__Goal__
From the line that holds "point per instance: white duvet" to the last line of the data, copy everything exactly; leave out all the rest.

>> Begin Listed records

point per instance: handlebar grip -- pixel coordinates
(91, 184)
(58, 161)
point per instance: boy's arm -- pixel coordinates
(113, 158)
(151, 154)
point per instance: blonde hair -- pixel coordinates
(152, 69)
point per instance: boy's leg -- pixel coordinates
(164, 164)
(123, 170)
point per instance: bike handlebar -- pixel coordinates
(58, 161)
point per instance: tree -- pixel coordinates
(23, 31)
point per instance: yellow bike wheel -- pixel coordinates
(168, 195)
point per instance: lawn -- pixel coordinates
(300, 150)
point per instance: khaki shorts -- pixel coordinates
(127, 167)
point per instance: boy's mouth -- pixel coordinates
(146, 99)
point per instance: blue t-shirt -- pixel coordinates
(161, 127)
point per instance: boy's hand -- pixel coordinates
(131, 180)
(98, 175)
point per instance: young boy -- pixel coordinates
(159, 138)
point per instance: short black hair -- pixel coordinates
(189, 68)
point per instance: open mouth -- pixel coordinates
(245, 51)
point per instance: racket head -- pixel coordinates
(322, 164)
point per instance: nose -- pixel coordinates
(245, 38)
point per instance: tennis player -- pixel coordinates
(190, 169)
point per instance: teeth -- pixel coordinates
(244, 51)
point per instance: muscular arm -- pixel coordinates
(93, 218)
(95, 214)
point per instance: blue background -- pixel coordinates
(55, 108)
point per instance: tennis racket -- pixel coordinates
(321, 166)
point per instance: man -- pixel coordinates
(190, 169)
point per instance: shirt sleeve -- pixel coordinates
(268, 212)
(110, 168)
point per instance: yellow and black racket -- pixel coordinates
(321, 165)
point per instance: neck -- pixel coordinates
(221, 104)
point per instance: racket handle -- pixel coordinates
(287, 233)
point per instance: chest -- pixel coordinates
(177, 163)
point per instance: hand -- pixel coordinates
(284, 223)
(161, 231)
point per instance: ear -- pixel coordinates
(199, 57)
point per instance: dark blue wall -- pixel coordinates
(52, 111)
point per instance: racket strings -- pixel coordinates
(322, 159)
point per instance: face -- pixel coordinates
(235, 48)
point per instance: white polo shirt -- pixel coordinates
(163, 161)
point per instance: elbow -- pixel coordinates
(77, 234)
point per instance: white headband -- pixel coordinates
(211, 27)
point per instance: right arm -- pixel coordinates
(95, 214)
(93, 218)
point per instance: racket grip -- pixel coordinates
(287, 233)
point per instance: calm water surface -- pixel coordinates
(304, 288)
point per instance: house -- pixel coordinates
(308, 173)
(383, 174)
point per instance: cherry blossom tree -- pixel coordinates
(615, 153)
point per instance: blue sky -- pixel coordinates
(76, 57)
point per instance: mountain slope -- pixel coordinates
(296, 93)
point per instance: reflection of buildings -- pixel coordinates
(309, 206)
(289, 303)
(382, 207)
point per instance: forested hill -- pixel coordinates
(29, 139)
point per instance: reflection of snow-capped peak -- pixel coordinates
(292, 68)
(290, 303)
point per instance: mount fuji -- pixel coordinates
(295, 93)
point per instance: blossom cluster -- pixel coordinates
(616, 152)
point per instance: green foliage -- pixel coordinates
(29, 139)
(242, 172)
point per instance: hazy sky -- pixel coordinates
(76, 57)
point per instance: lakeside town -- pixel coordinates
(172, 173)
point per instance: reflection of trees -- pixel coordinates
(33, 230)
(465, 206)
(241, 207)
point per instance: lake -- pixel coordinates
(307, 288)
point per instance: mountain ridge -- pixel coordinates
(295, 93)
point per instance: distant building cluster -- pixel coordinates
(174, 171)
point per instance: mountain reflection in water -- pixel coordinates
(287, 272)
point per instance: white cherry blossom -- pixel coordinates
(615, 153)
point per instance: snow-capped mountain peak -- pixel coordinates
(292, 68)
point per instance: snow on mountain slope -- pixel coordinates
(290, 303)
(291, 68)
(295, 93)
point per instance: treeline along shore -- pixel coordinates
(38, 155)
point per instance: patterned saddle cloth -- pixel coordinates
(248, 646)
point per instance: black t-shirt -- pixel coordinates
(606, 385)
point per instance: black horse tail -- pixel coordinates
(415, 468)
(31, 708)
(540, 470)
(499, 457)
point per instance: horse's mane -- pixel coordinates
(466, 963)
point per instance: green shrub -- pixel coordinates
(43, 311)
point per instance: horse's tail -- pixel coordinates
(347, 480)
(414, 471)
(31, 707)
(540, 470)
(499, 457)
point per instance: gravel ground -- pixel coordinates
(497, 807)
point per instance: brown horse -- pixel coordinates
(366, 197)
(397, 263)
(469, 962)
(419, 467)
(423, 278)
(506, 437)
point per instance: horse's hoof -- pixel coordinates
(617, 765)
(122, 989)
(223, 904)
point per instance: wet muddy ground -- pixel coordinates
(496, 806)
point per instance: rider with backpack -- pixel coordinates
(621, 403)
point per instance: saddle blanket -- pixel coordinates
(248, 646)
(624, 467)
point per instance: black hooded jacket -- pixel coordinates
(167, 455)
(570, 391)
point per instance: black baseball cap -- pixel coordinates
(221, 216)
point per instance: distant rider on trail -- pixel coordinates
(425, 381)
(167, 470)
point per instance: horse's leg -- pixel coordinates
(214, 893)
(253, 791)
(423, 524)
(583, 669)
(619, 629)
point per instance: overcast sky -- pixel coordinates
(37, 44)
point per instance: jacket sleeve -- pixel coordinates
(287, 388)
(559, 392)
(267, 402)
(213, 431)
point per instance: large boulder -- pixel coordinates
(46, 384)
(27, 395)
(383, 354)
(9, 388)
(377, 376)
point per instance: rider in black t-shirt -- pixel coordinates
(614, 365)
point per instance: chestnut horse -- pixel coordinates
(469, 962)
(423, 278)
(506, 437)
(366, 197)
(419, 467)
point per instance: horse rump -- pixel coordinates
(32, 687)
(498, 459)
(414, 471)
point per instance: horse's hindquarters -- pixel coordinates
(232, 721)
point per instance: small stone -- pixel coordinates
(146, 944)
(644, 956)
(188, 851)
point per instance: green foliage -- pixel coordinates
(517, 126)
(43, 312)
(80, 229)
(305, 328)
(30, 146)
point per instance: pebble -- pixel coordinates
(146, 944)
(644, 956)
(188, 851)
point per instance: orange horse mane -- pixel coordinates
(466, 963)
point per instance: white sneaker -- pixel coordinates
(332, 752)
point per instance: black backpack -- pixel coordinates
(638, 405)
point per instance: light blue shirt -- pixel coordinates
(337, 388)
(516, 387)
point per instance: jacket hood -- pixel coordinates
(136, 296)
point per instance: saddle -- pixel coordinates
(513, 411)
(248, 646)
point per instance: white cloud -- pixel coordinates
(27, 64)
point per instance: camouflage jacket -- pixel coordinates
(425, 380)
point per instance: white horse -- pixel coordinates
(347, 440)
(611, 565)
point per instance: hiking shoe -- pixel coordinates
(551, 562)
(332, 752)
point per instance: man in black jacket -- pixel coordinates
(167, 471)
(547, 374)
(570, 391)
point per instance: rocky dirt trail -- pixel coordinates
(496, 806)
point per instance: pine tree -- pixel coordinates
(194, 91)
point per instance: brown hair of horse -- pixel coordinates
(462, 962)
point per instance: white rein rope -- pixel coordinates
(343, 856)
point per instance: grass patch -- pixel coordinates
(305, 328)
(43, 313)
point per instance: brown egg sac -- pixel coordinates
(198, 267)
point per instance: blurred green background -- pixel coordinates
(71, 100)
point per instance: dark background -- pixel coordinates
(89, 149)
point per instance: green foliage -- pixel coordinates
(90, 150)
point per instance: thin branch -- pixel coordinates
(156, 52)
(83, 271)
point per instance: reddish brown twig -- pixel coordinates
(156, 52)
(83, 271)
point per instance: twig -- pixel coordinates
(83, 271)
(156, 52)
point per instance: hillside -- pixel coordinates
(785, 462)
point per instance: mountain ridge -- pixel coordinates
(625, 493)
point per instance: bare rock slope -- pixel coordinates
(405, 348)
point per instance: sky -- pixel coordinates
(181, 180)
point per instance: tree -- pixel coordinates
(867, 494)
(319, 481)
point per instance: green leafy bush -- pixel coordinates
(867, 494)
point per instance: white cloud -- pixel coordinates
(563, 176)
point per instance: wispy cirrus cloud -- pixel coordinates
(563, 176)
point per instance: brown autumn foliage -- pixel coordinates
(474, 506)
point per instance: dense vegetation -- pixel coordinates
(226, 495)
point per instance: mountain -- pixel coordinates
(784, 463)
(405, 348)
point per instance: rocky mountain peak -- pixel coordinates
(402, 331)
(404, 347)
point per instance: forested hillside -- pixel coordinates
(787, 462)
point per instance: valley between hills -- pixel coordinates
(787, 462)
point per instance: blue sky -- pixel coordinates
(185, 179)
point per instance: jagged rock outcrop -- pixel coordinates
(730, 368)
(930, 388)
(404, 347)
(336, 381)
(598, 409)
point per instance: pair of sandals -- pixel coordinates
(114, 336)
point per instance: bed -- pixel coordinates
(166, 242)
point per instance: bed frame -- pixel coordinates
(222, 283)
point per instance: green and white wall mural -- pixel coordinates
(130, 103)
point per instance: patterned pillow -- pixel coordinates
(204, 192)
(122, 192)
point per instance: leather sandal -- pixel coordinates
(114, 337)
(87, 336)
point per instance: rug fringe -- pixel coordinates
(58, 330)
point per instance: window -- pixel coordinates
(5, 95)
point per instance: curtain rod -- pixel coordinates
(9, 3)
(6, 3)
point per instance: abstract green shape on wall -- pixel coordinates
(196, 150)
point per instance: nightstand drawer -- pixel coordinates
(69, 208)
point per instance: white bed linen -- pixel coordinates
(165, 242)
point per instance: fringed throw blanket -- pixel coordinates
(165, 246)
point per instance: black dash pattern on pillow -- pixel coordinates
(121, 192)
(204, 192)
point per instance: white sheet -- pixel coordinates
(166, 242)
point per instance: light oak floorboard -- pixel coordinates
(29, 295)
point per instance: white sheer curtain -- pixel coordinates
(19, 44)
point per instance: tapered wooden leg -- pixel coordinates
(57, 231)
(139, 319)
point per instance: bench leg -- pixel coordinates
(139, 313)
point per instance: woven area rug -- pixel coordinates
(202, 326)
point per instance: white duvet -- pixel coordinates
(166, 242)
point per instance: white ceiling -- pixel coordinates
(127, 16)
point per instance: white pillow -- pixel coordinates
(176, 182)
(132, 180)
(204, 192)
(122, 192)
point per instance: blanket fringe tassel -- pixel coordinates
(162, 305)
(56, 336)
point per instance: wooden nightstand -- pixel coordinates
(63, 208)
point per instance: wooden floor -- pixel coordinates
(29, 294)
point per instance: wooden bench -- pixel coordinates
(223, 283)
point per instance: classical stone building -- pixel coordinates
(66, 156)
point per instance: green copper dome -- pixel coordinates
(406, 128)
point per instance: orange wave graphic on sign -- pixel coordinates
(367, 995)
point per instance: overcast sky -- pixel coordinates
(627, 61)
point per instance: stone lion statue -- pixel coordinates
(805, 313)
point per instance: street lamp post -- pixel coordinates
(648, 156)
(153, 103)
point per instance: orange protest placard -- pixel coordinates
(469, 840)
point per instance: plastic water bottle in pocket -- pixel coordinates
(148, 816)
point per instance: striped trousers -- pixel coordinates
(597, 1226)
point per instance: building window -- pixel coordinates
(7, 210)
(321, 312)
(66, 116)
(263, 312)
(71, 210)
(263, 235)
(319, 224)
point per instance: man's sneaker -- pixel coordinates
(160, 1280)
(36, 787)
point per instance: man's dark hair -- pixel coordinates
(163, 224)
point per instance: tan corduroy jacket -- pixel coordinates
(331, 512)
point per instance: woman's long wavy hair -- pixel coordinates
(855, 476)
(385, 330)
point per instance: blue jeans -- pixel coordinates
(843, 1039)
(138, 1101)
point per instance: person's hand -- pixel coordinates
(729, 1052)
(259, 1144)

>> End Listed records

__Right answer__
point per instance: white duvet -- pixel coordinates
(166, 242)
point per instance: white ceiling -- pixel coordinates
(127, 16)
point per instance: white pillow -- pixel coordinates
(176, 182)
(132, 180)
(204, 192)
(122, 192)
point per instance: blanket fringe tassel -- pixel coordinates
(162, 305)
(56, 336)
point per instance: wooden nightstand -- pixel coordinates
(63, 208)
point per instance: wooden floor -- pixel coordinates
(29, 294)
point per instance: wooden bench -- pixel coordinates
(223, 283)
point per instance: classical stone building -- pixel coordinates
(66, 156)
point per instance: green copper dome -- pixel coordinates
(406, 128)
point per instance: orange wave graphic on sign -- pixel coordinates
(367, 995)
point per instance: overcast sky -- pixel coordinates
(627, 61)
point per instance: stone lion statue -- pixel coordinates
(805, 313)
point per instance: street lamp post -- pixel coordinates
(648, 156)
(153, 103)
point per instance: orange protest placard -- pixel coordinates
(469, 840)
point per instance: plastic water bottle in pocket -- pixel coordinates
(148, 816)
point per instance: striped trousers -- pixel coordinates
(597, 1226)
point per instance: building window -- pixel coordinates
(7, 210)
(321, 312)
(66, 116)
(263, 312)
(71, 210)
(263, 235)
(319, 224)
point per instance: man's sneaker -- pixel coordinates
(160, 1280)
(36, 787)
point per instance: man's dark hair -- pixel coordinates
(163, 224)
point per instance: tan corduroy jacket -- pixel coordinates
(331, 512)
point per instance: woman's long wavy hair -- pixel coordinates
(855, 476)
(385, 330)
point per instance: blue jeans -- pixel coordinates
(843, 1039)
(138, 1101)
point per instance: person's hand -- pixel coordinates
(729, 1052)
(259, 1144)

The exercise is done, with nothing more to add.